> **REQUIRED WORK**: Which lines to output? The line containing "Shelf-audit tool: tag the masked" and every line after it in the data below, each copied exactly.

> **DATA EXCERPTS**:

····················

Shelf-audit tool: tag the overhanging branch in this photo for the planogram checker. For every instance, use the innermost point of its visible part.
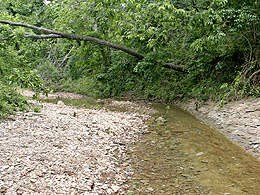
(58, 34)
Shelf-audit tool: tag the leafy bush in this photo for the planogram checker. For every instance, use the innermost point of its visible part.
(11, 101)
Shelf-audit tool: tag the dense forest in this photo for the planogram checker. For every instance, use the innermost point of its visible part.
(157, 50)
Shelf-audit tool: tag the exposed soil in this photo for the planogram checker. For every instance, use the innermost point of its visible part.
(67, 150)
(238, 120)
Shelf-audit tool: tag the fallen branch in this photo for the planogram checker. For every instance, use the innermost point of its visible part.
(58, 34)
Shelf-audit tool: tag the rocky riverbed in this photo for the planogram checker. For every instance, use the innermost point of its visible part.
(238, 120)
(67, 150)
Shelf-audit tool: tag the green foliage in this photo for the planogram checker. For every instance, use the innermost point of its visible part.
(11, 101)
(218, 40)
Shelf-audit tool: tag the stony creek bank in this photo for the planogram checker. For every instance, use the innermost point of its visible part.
(238, 120)
(67, 150)
(78, 150)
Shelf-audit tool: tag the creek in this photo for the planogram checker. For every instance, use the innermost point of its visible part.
(182, 155)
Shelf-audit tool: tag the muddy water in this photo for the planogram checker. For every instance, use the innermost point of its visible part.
(185, 156)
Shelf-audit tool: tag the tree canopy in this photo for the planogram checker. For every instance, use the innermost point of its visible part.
(213, 45)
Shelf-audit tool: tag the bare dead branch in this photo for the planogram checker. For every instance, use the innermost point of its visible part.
(58, 34)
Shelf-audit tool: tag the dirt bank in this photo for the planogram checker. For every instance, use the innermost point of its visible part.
(238, 120)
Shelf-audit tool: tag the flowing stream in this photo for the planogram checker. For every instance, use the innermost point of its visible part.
(182, 155)
(185, 156)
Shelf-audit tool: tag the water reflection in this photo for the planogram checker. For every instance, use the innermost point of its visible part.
(184, 156)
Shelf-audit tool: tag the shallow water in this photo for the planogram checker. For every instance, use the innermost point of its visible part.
(185, 156)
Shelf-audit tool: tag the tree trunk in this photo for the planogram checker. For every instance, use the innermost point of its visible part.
(57, 34)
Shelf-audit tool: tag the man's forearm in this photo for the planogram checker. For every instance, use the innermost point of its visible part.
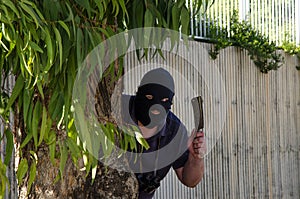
(193, 171)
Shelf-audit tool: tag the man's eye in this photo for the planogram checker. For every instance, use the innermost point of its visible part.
(149, 97)
(164, 99)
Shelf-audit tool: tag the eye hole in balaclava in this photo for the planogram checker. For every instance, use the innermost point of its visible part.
(154, 98)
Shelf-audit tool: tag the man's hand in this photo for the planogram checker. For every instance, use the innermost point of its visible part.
(197, 144)
(193, 170)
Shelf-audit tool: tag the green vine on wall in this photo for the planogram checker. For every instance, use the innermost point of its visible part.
(242, 34)
(291, 49)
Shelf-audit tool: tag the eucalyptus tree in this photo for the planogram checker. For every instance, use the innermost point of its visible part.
(43, 43)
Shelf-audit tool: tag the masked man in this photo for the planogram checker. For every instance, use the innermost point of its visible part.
(167, 137)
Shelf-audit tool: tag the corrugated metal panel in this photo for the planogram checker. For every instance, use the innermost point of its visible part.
(278, 19)
(257, 155)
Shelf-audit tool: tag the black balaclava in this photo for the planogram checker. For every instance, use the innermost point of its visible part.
(160, 84)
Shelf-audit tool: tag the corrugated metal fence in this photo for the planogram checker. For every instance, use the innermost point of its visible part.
(278, 19)
(257, 154)
(253, 131)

····················

> **EXERCISE RESULT**:
Shelf-audit tool: tag the masked man in this photo for the planogram checker. For every instance, use the innermost point of its visible part.
(167, 137)
Shelf-audit tool: tag the corrugated metal panel in this photo for the planogram checker. For every instance, use the innermost point of its visible part.
(278, 19)
(257, 155)
Shelf-audit tool: tag the black balaclava in this photo for the planogram checker. For every instance, use the innermost point of its visible part.
(160, 84)
Shelf-audit tool: tag the corrugated metal fence in this photo for the planogram checker. For every instance, use the innermost point of its visible part.
(278, 19)
(257, 154)
(253, 131)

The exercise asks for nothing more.